Another issue that makes Trump’s scam an innovative new low seems to be the professors. At least professors at ASA were real educators with actual degrees, who cared. We really were trying our best to teach students to write essays, conduct research and speak English. Even if you have a degree from a school no one’s heard of, nothing can take away what you’ve learned in the classroom, and at the end of the day – so I told myself – being a better writer or a better English speaker are skills that can quantifiably improve students’ lives. At Trump U, some of Donald’s “hand-picked” lecturers were legitimate, but often they were hucksters like him, or simply people with no prior experience in real estate. (He now denies having had anything to do with faculty selection.) Former employees have even copped to the scams, stating point-blank that the school took advantage of the housing crisis to fleece older, uneducated customers.
Crippling student debt is becoming a bigger obstacle to economic growth by the day, and predatory for-profit colleges are increasingly – and disproportionately – responsible for its rise. Some Democrats want to eliminate this debt altogether, others are attempting to only mitigate it. Republicans are mostly determined to ignore it. Trump – stepping over the line from everyday awfulness into the realm of cartoonish super-villaiiny – is personally guilty of exploiting it.

Task to complete
Carry on the commentary on Trump University and for-profit colleges, picking up after its final sentence.

Information provided
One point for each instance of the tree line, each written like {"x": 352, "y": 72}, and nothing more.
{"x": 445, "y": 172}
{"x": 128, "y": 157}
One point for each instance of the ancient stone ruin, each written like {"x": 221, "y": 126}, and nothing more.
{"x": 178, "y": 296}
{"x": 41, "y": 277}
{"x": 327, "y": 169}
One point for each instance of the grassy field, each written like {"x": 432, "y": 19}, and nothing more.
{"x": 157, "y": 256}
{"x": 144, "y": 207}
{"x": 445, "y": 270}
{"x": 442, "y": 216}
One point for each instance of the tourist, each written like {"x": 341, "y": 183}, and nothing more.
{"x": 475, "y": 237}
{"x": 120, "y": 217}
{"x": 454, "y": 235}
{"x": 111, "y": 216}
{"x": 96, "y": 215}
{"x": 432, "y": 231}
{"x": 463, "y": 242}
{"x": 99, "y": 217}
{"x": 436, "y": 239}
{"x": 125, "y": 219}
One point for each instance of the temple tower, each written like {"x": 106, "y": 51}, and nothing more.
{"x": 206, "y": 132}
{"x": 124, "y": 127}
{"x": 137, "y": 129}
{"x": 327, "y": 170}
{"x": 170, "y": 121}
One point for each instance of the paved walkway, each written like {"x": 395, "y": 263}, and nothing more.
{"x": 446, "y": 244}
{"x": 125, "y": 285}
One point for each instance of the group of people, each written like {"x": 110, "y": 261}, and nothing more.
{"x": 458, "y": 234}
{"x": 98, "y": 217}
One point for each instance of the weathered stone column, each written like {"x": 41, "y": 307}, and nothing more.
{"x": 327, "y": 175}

Reply
Lately, Trump has taken to wooing the disaffected Bernie-or-Bust crowd. It isn’t going well, but at least one common thread links Trump supporters and those of Bernie Sanders: both possess a not-unfounded sense of being denied a crack at the American dream. What’s so stunning and cynical about enterprises like Trump U is that this very faith in the dream’s existence is what’s being dangled in front of people’s faces. It’s the bait. And that lure is ruining the financial future of real people, people like the ones I met and taught. While Sanders is finished as a candidate, one of his more popular proposals was taxpayer-funded college for anyone who wants it. Whatever one may think of its practicality, the idea was meant as a fix for societal ills: make Americans globally competitive again academically, eliminate the burden of student debt on America’s workforce, and create more opportunities for those with the least resources. The idea was a part of a plan to make the dream tangible again, for everyone. For Trump, hustling suckers is the American dream.